## EXCERPTED RECORDS:

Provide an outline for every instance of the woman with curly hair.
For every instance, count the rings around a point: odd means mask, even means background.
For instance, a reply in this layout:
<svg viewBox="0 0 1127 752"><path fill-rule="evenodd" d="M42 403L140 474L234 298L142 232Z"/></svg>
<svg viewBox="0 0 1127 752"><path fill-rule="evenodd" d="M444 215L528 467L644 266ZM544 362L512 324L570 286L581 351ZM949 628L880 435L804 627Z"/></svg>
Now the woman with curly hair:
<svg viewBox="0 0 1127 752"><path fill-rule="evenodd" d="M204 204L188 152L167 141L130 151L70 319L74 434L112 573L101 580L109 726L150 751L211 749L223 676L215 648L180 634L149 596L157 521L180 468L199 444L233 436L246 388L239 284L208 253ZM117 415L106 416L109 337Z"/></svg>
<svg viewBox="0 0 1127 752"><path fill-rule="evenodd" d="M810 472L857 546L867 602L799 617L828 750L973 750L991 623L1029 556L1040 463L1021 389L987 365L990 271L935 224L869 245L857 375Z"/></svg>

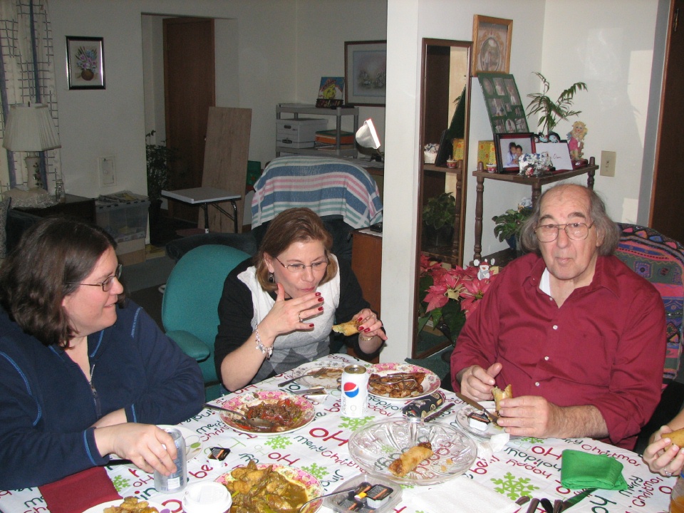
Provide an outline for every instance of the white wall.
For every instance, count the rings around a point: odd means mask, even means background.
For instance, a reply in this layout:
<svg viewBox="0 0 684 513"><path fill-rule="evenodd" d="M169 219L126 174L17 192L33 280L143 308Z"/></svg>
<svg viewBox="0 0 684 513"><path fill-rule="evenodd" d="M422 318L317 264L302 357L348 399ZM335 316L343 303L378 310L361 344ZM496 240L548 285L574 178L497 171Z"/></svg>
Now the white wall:
<svg viewBox="0 0 684 513"><path fill-rule="evenodd" d="M413 336L420 39L471 41L475 14L512 19L510 72L524 99L540 89L534 71L559 88L556 93L574 82L586 82L589 92L583 91L576 103L589 129L585 155L596 156L598 163L601 150L618 154L615 178L597 177L595 188L616 220L629 220L636 215L639 195L657 6L657 0L626 0L618 9L613 0L388 2L385 173L393 180L385 182L382 296L392 298L392 307L383 311L390 342L381 353L383 361L403 359ZM469 167L473 169L477 141L492 139L492 131L477 78L471 88ZM531 130L536 128L534 120L528 122ZM561 123L559 133L569 126ZM466 263L474 244L475 185L469 176ZM489 219L514 207L531 190L494 180L485 180L484 187L482 254L487 254L504 247L494 238Z"/></svg>
<svg viewBox="0 0 684 513"><path fill-rule="evenodd" d="M145 134L163 139L163 109L146 105L143 70L162 76L160 48L145 39L153 57L142 62L142 15L198 16L216 22L216 100L219 106L252 109L249 159L262 163L275 156L275 105L315 102L321 77L344 74L344 41L385 38L386 0L350 0L345 9L332 0L58 0L49 6L56 56L66 55L65 36L104 38L106 89L69 90L58 68L60 138L68 192L97 196L128 189L147 190ZM331 16L331 13L334 14ZM155 37L160 23L145 17ZM155 58L155 56L156 57ZM58 57L58 62L63 62ZM147 110L146 110L147 109ZM384 109L363 108L381 132ZM148 124L145 125L145 117ZM117 184L100 187L97 158L113 155Z"/></svg>

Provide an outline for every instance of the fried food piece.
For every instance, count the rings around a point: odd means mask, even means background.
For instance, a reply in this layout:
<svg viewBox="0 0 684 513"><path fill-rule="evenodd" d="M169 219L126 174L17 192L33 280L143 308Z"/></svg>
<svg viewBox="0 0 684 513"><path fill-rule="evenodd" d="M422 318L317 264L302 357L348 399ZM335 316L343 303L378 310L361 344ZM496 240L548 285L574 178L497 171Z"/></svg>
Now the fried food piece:
<svg viewBox="0 0 684 513"><path fill-rule="evenodd" d="M422 442L392 462L388 469L398 477L403 477L432 455L432 445L430 442Z"/></svg>
<svg viewBox="0 0 684 513"><path fill-rule="evenodd" d="M371 374L368 377L370 392L376 395L406 398L423 393L425 373L393 373L385 375Z"/></svg>
<svg viewBox="0 0 684 513"><path fill-rule="evenodd" d="M504 390L499 387L494 387L492 389L492 395L494 395L494 402L496 403L497 415L499 415L499 402L502 399L509 399L513 397L513 387L509 383Z"/></svg>
<svg viewBox="0 0 684 513"><path fill-rule="evenodd" d="M352 319L341 324L336 324L333 326L333 331L341 333L345 336L356 335L358 333L358 321L356 319Z"/></svg>
<svg viewBox="0 0 684 513"><path fill-rule="evenodd" d="M660 435L660 437L669 438L670 440L672 442L672 443L676 445L677 447L680 448L684 447L684 428L683 428L680 430L675 430L675 431L673 431L671 433L667 433L667 434L663 433ZM668 445L665 448L665 450L667 450L670 447L672 447L671 444L670 445Z"/></svg>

## EXERCISE DETAILS:
Reproduce the listing above in full, changing every "outline" to "contour" and keeping everything else unchanged, and leave the pictures out.

## RESULT OF THIS TASK:
Provide an contour for every instance of the woman with curly hair.
For every instance, count the rings around a point: odd means mask, even means background.
For instance, a reply in this layout:
<svg viewBox="0 0 1127 752"><path fill-rule="evenodd" d="M42 403L140 474L234 298L142 232Z"/></svg>
<svg viewBox="0 0 1127 752"><path fill-rule="evenodd" d="M444 215L528 467L644 266ZM544 362L512 324L570 286L581 351ZM949 628L880 435L804 627Z"/></svg>
Now the woman with curly hair:
<svg viewBox="0 0 1127 752"><path fill-rule="evenodd" d="M204 204L188 152L167 141L130 151L70 319L74 434L112 573L101 580L109 726L150 751L211 749L223 676L215 648L180 634L149 596L157 521L180 468L199 444L233 436L246 388L239 284L208 253ZM117 415L106 416L109 337Z"/></svg>
<svg viewBox="0 0 1127 752"><path fill-rule="evenodd" d="M810 472L857 546L867 602L799 617L828 750L973 750L991 623L1029 556L1040 463L1021 389L987 365L990 271L935 224L869 245L857 375Z"/></svg>

Provide an contour for every instance of the white wall.
For every instance, count the rings around a point: odd means mask, even means background.
For instance, a reply in this layout:
<svg viewBox="0 0 684 513"><path fill-rule="evenodd" d="M169 219L126 174L17 192L33 280L143 308Z"/></svg>
<svg viewBox="0 0 684 513"><path fill-rule="evenodd" d="M422 318L317 264L302 357L348 399ZM335 316L343 303L378 310L361 344ZM496 240L548 285L574 178L497 171Z"/></svg>
Now the white wall:
<svg viewBox="0 0 684 513"><path fill-rule="evenodd" d="M413 336L420 39L471 41L475 14L512 19L510 72L524 99L540 89L534 71L559 88L556 93L574 82L586 82L589 92L583 91L576 103L589 129L585 155L596 156L598 163L601 150L618 154L615 178L597 177L595 188L616 220L629 220L636 215L639 195L657 6L657 0L626 0L618 9L613 0L388 2L385 173L393 180L385 182L382 296L392 298L392 307L383 311L390 342L381 353L383 361L403 359ZM469 167L473 169L477 141L492 139L492 131L477 78L471 88ZM531 130L536 128L534 120L528 122ZM561 123L559 133L569 126ZM466 263L474 244L475 185L469 176ZM489 219L514 207L531 190L494 180L485 180L484 187L482 254L487 254L504 247L494 238Z"/></svg>
<svg viewBox="0 0 684 513"><path fill-rule="evenodd" d="M145 134L163 139L163 109L146 105L143 70L162 76L160 48L145 39L153 57L142 62L142 15L198 16L216 22L216 100L219 106L252 109L249 159L262 163L275 156L275 105L315 102L321 77L344 74L344 41L385 38L386 0L350 0L345 9L332 0L58 0L49 6L56 56L66 55L65 36L104 38L106 89L69 90L58 68L60 138L68 192L97 196L128 189L147 190ZM331 16L331 13L334 14ZM155 37L160 23L145 17ZM155 58L155 56L156 57ZM58 57L58 62L63 62ZM147 110L146 110L147 109ZM384 109L363 108L381 132ZM148 124L145 125L145 117ZM117 184L100 187L97 158L113 155Z"/></svg>

Provide an contour for every instance of the fried food piece.
For every instance, count the rings around a point: odd means mask, even means background.
For instance, a reply in this layout:
<svg viewBox="0 0 684 513"><path fill-rule="evenodd" d="M169 219L126 174L17 192L33 280L143 308Z"/></svg>
<svg viewBox="0 0 684 513"><path fill-rule="evenodd" d="M422 318L317 264L302 357L348 399ZM335 316L343 303L378 310L361 344ZM496 240L548 285L574 178L497 171Z"/></svg>
Now the fried food piece:
<svg viewBox="0 0 684 513"><path fill-rule="evenodd" d="M422 442L392 462L388 469L398 477L403 477L432 455L432 445L430 442Z"/></svg>
<svg viewBox="0 0 684 513"><path fill-rule="evenodd" d="M371 374L368 377L370 392L376 395L406 398L423 393L425 373L393 373L385 375Z"/></svg>
<svg viewBox="0 0 684 513"><path fill-rule="evenodd" d="M504 390L499 387L494 387L492 389L492 395L494 395L494 402L496 403L497 415L499 415L499 402L502 399L509 399L513 397L513 387L509 383Z"/></svg>
<svg viewBox="0 0 684 513"><path fill-rule="evenodd" d="M352 319L341 324L336 324L333 326L333 331L341 333L345 336L356 335L358 333L358 321L356 319Z"/></svg>
<svg viewBox="0 0 684 513"><path fill-rule="evenodd" d="M660 435L660 437L669 438L670 440L672 442L672 443L676 445L677 447L680 448L684 447L684 428L683 428L680 430L675 430L675 431L673 431L671 433L667 433L667 434L663 433ZM668 445L665 448L665 450L667 450L670 447L672 447L671 444L670 445Z"/></svg>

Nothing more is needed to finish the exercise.